Data Breaches Fell In 2018, But Email Address Exposure Grew: Study

Firms were hit by 2,308 data breaches in the first half of this year -- exposing 2.6 billion records, according to Data Breach QuickView Report, a study by Risk Based Security Inc., sponsored by Risk Placement Services Inc.

But this is down from the 2,439 incidents reported in the first half of 2017, in which 6 billion records were leaked.

Email addresses were the top data type exposed, accounting for 45.4% of the total -- up from 32.4% at this point in 2017 and 43% in 2016.

Passwords were next with 41.4%, vs. 27.4% in 2017. Names were third, with 34.5% this year -- down from 40.2% in 2017.

Hacking accounted or 54.6% of the breaches, and fraud accounted for 47.5%. Of the records exposed, business sector fraud accounted for 52%. Phishing was responsible for 102 breaches, affecting 460,078 records.

Records provided -

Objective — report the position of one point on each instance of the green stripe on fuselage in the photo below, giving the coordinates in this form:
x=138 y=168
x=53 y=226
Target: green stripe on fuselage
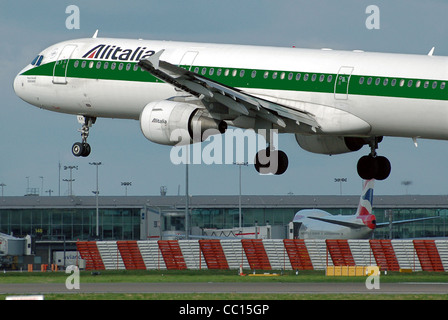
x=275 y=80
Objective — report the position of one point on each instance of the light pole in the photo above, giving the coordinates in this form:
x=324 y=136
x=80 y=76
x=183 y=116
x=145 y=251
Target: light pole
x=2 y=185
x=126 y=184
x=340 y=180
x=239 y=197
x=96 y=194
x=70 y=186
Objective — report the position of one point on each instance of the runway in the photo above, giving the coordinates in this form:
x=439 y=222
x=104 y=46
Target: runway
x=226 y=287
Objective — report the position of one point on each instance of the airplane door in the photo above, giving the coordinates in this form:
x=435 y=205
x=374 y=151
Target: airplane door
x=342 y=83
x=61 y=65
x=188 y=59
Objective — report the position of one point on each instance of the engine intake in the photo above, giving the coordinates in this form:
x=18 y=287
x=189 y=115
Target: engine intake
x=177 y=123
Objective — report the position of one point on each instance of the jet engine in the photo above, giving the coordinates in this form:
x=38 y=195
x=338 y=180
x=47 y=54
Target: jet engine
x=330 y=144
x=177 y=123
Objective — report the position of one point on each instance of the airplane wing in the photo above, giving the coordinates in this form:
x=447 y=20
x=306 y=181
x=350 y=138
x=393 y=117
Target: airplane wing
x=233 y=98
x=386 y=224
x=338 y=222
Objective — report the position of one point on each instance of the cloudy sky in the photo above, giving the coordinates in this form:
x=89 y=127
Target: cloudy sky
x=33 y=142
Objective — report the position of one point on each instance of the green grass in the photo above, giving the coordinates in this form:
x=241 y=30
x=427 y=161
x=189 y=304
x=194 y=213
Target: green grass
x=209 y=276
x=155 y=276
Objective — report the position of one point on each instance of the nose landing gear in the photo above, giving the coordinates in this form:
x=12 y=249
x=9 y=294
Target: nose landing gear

Challenges -
1. From the breach report, reproduce word for word the passage that starts at "Email addresses were" and ends after "40.2% in 2017.".
2. List each type of data that the breach report identifies as exposed.
Base every response solely on the breach report.

Exercise responses -
1.
Email addresses were the top data type exposed, accounting for 45.4% of the total -- up from 32.4% at this point in 2017 and 43% in 2016.

Passwords were next with 41.4%, vs. 27.4% in 2017. Names were third, with 34.5% this year -- down from 40.2% in 2017.

2.
- Email addresses
- Passwords
- Names